Conductor Anna Rakatina (file photo)

Elgar’s richly evocative and orchestrally colorful Enigma Variations represents in music a group of his personal friends, taking a hesitating theme that grows through movements gentle and brilliant by turns. There had been some applause after the faster and louder movements of the earlier in the concert. Rakatina clearly did not want that during Elgar’s variations, some of which move quite directly from one to the next, while some make a link that is deeply expressive, so that ill-timed applause would ruin the effect. The one place where, above all, one does not want intrusive applause is at the end of “Nimrod,” which builds to a powerful, moving climax, then dies slowly to silence before the next section, “Intermezzo (Dorabella).” Rakitina’s mastery of the score and of the audience became apparent here when she quietly raised her left hand with the index finger pointed upward and held it motionless during the desired silence. Beyond that, her leading of the Elgar, a score that manifestly requires active leadership from the conductor to bring out the intricate details of dynamics, of subtle details of pacing even with individual phrases, and the pacing of the transition between each of the 14 movements, demonstrated the art and skill that already she brings to her role. It will be a pleasure to observe her in future appearances.

Steven Ledbetter is a freelance writer and lecturer on music. He got his BA from Pomona College and PhD from NYU in Musicology. He taught at Dartmouth College in the 1970s, then became program annotator at the Boston Symphony Orchestra from 1979 to 1997.

[i] Anna Rakitina, currently assistant conductor of the orchestra, made her delayed first appearance at the helm of a live symphony concert. Born in Moscow and trained first as a violinist, she also took a degree in musicology and during the last three or four years has conducted symphonic concerts and operatic performances in Europe, Asia, and the United States. She was named assistant conductor at the Boston Symphony in the 2019/2020 season, which would put her BSO debut concert in the Tanglewood schedule for 2020. But, of course, that season did not take place. Meanwhile she played a role in the streaming programs that the orchestra offered during the lockdown period of the Covid-19 pandemic. Her position has been extended two more years.

Tasks to carry out =>
**1)** Name every college or university mentioned in the concert review.
**2)** Pick up the concert review where it ends and keep writing.

Excerpted data =>
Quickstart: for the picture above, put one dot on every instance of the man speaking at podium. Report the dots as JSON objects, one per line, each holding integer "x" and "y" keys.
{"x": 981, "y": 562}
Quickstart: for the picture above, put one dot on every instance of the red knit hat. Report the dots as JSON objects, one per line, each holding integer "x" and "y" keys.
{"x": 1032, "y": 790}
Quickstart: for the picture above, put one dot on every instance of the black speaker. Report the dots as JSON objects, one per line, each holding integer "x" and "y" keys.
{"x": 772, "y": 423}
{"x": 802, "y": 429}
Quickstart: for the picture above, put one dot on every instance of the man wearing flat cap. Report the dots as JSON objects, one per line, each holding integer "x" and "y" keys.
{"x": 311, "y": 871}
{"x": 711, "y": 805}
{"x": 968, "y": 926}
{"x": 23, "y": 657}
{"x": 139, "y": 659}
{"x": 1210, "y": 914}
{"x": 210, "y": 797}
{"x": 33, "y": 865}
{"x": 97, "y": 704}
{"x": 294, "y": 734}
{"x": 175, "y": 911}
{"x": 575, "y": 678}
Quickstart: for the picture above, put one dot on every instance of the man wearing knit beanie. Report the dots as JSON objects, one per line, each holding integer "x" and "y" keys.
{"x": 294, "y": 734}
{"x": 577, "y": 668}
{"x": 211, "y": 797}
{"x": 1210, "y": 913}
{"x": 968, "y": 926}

Answers for each item =>
**1)** Pomona College, NYU, Dartmouth College

**2)**
[ii] Elena Langer (b. 1974 studied in Moscow and in England (where she is currently based), and spent the summer of 2009 as a composition fellow at the Tanglewood Music Center. She feels especially at home writing for the theater, and has produced several chamber operas as well as full-scale operas, one of which, Figaro Gets a Divorce,  was staged by the Welsh National Opera in 2016, to a libretto by David Pountney. The title, of course, immediately suggests one of Mozart’s most famous operas, and with a very good reason. The French playwright Beaumarchais wrote three plays about the clever barber. In order, they were The Barber of Seville (later to become the basis of Rossini’s most popular opera), The Marriage of Figaro (the source of the Mozart opera just mentioned), and The Guilty Mother. The first traced the wooing of Rosina by Count Almaviva, for whom the lively barber Figaro helps him trick her guardian in order to win her hand. The second play traces the attempt of the now-married Count to seduce Figaro’s fiancée Susanna before her wedding night, while the Count becomes enraged at the flirtations paid to his wife by the love-smitten page, Cherubino. The final play in the trilogy is far less well known, though Darius Milhaud made an opera of it that was produced in 1966. The “guilty mother” is the formerly pure Countess, who has been seduced by a grown-up Cherubino.